GOAL: Starting with the line that contains "I'm looking for the calm" and continuing through the end of the rows, write those lines out again with "Where can it be found?" substituted for "Where exactly is it?" and everything else left unchanged.

RECORDS TO PROCESS:

******************************

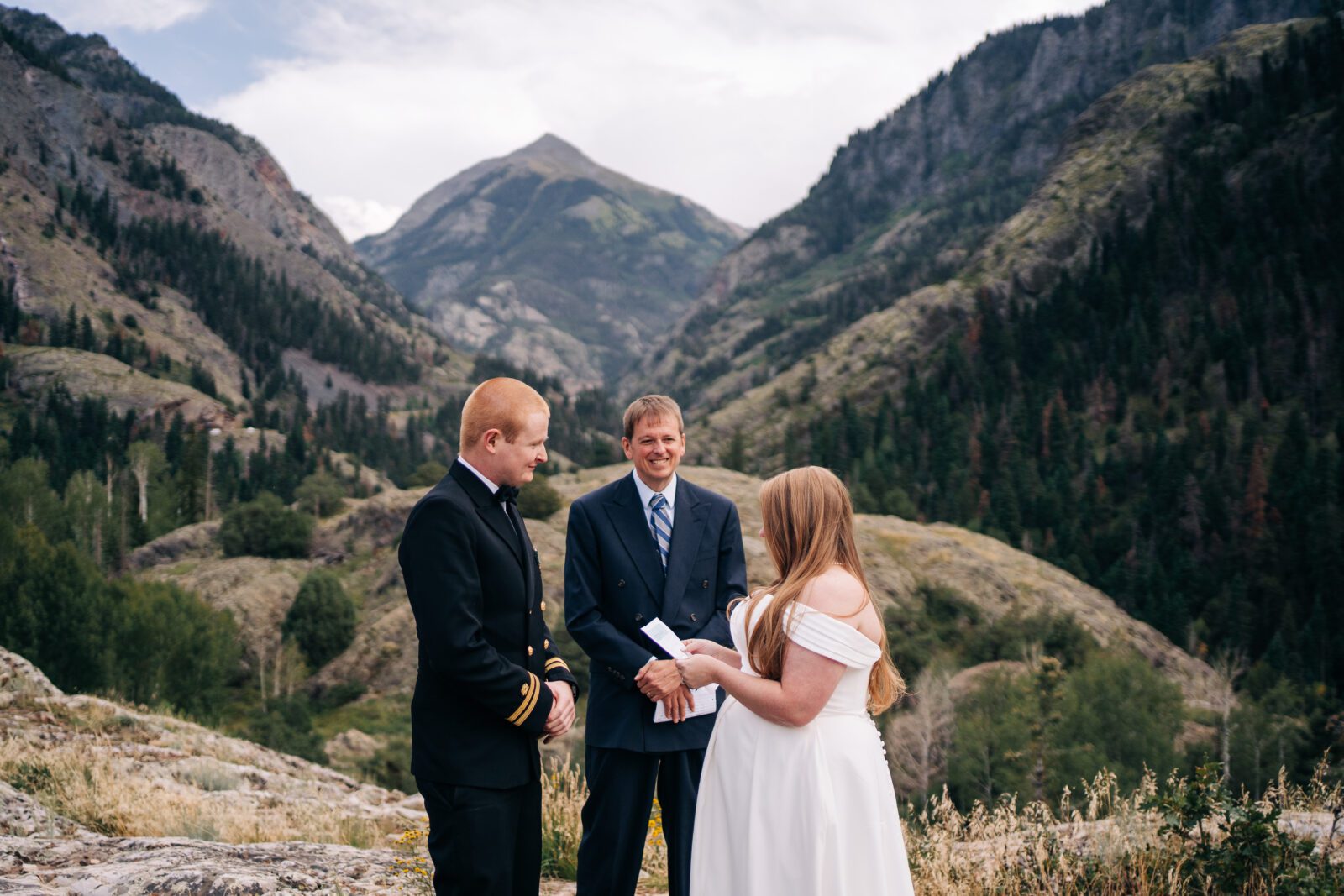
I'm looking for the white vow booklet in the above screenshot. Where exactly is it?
[640,618,719,721]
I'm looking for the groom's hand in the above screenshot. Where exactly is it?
[634,659,681,703]
[663,685,695,723]
[543,681,575,743]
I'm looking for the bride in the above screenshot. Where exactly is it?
[677,466,914,896]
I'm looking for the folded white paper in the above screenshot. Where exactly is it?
[640,618,719,721]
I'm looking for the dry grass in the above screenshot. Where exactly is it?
[906,762,1344,896]
[0,740,390,847]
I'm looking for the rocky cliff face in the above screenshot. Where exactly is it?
[655,15,1308,469]
[629,0,1315,408]
[358,134,743,387]
[0,7,442,422]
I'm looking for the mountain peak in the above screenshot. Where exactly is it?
[502,133,607,180]
[508,132,593,164]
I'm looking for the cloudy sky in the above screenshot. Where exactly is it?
[26,0,1100,239]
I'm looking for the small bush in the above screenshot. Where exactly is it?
[280,569,356,669]
[294,470,345,516]
[406,461,448,489]
[219,491,313,558]
[517,473,564,520]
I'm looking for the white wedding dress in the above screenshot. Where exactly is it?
[690,595,914,896]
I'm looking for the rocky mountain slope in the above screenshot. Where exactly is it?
[132,466,1210,704]
[677,13,1327,468]
[630,0,1315,416]
[0,7,457,426]
[356,134,744,387]
[0,649,591,896]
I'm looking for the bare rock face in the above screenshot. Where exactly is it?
[0,649,425,894]
[5,345,234,426]
[0,833,398,896]
[0,647,63,706]
[323,728,383,766]
[126,520,219,569]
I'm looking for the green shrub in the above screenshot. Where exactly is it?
[406,461,448,489]
[294,470,345,516]
[517,473,564,520]
[219,491,313,558]
[281,569,354,669]
[244,694,327,766]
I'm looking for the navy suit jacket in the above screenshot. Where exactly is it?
[564,473,748,752]
[398,462,574,789]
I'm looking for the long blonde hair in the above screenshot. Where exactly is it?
[739,466,906,713]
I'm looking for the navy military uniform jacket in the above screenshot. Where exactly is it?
[398,462,576,789]
[564,474,748,752]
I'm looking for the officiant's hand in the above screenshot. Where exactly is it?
[674,652,723,688]
[543,681,576,743]
[634,659,681,703]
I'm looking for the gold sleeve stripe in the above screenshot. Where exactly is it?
[508,672,542,726]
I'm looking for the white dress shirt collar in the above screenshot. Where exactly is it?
[630,470,676,516]
[457,454,500,495]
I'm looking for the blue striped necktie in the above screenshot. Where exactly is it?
[649,491,672,575]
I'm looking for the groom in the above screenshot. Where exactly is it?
[398,378,578,896]
[564,395,748,896]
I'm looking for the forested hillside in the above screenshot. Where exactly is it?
[637,0,1319,412]
[785,18,1344,693]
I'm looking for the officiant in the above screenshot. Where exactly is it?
[564,395,748,896]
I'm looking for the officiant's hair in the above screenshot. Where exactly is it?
[459,376,551,453]
[746,466,906,713]
[621,395,685,439]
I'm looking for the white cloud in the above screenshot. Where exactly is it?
[33,0,210,31]
[207,0,1091,234]
[316,196,406,242]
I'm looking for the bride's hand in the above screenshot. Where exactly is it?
[681,638,723,659]
[676,652,723,690]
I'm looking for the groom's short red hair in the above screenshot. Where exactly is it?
[459,376,551,451]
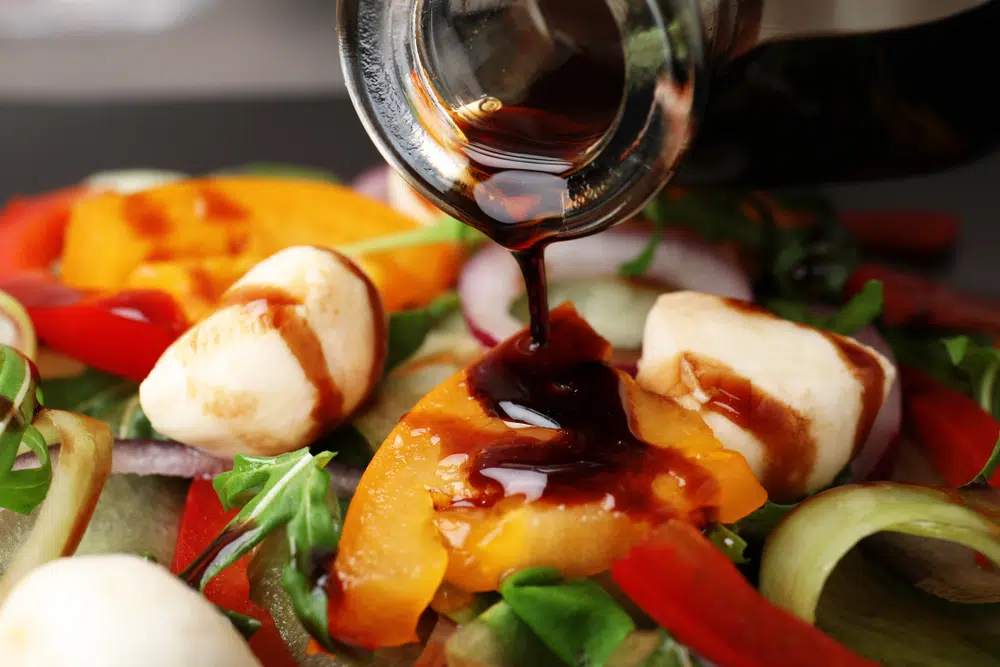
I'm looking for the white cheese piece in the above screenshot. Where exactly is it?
[0,554,260,667]
[637,292,896,500]
[139,247,387,457]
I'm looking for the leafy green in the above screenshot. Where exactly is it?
[337,216,486,256]
[385,292,459,373]
[213,162,340,183]
[767,280,883,336]
[825,280,884,336]
[705,523,747,565]
[40,369,168,440]
[181,449,341,646]
[607,628,705,667]
[760,482,1000,623]
[500,567,635,667]
[309,425,375,470]
[738,500,798,538]
[618,199,666,278]
[0,345,52,514]
[943,336,1000,416]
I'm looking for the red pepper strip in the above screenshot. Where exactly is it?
[0,187,92,277]
[611,520,877,667]
[900,367,1000,487]
[837,211,962,254]
[170,479,297,667]
[0,273,188,381]
[845,264,1000,333]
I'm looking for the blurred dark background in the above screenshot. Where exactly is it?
[0,0,1000,294]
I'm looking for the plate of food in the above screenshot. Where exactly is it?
[0,164,1000,667]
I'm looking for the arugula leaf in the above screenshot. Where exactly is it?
[181,448,342,647]
[215,605,261,639]
[0,345,52,514]
[337,216,486,256]
[385,292,459,373]
[40,369,169,440]
[309,425,375,470]
[942,336,1000,416]
[738,500,798,538]
[500,567,635,667]
[705,523,749,565]
[767,280,883,336]
[618,199,666,278]
[212,162,340,183]
[825,280,885,336]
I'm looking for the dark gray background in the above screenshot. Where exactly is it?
[0,94,1000,295]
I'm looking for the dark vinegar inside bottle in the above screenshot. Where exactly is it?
[444,0,625,344]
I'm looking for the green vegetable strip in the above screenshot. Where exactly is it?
[0,410,114,603]
[337,217,485,257]
[760,482,1000,623]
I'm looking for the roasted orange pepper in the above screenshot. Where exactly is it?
[61,176,460,320]
[328,306,766,648]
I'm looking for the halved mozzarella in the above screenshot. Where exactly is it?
[637,292,896,500]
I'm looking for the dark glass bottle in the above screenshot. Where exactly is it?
[676,0,1000,187]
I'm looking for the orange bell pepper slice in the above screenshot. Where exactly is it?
[62,176,461,319]
[328,306,766,649]
[0,187,92,278]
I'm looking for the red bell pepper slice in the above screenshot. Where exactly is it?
[611,521,877,667]
[0,272,188,381]
[900,367,1000,487]
[845,264,1000,333]
[170,479,298,667]
[0,187,93,277]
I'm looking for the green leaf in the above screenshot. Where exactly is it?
[385,292,459,373]
[500,567,635,667]
[310,425,375,470]
[0,345,52,514]
[618,199,665,278]
[943,336,1000,416]
[40,369,168,440]
[337,216,486,256]
[816,548,1000,667]
[181,448,339,588]
[760,482,1000,623]
[607,628,704,667]
[212,162,340,183]
[705,523,748,565]
[824,280,884,336]
[738,500,798,538]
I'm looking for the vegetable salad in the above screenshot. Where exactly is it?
[0,165,1000,667]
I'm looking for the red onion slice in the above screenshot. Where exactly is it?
[458,229,753,346]
[351,164,390,202]
[14,440,363,498]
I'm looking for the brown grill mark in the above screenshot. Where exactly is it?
[223,285,344,440]
[679,352,816,502]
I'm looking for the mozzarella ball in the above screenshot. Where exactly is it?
[386,167,444,225]
[637,292,896,501]
[139,247,387,457]
[0,554,260,667]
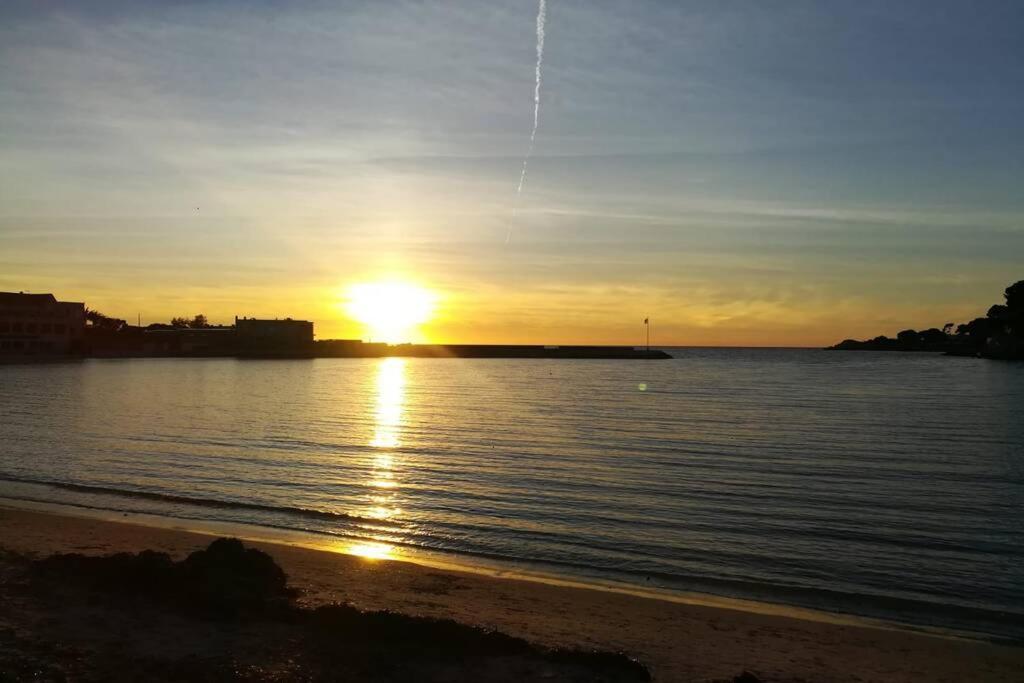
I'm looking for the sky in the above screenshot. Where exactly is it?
[0,0,1024,346]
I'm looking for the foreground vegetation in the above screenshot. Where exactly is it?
[829,280,1024,360]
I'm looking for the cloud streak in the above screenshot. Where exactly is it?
[505,0,548,244]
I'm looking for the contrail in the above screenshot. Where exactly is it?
[505,0,548,244]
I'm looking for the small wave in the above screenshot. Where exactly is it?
[0,474,398,526]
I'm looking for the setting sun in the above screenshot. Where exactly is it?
[345,282,437,344]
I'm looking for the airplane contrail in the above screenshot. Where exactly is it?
[505,0,548,244]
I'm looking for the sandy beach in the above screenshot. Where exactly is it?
[0,507,1024,682]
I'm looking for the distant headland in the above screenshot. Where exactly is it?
[0,292,672,362]
[828,280,1024,360]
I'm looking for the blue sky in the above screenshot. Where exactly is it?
[0,0,1024,344]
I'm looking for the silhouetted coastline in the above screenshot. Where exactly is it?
[828,280,1024,360]
[0,292,672,362]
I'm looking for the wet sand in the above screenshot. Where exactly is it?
[0,507,1024,682]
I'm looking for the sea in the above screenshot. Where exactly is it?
[0,348,1024,642]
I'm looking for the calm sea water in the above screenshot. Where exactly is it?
[0,349,1024,639]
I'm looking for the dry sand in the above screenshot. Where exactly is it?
[0,508,1024,683]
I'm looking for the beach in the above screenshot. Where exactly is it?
[0,507,1024,682]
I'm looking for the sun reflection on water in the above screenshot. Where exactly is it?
[362,358,406,528]
[370,358,406,448]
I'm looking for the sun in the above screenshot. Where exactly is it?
[345,282,437,344]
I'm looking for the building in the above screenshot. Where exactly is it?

******************************

EXERCISE RESPONSE:
I'm looking for the calm sea water in the above screenshot. Where can it be found?
[0,349,1024,639]
I'm looking for the dry sand in the above screenshot. Where can it be found?
[0,508,1024,683]
I'm looking for the beach in the above screenshot. Where can it be found?
[0,507,1024,682]
I'm looking for the sun reflection on water in the above screenshot. Where can it be found?
[362,358,406,528]
[370,358,406,448]
I'm looking for the sun in the above screenshot. Where can it be found?
[345,282,437,344]
I'm looking for the building in the above screenshot. Where can it be found?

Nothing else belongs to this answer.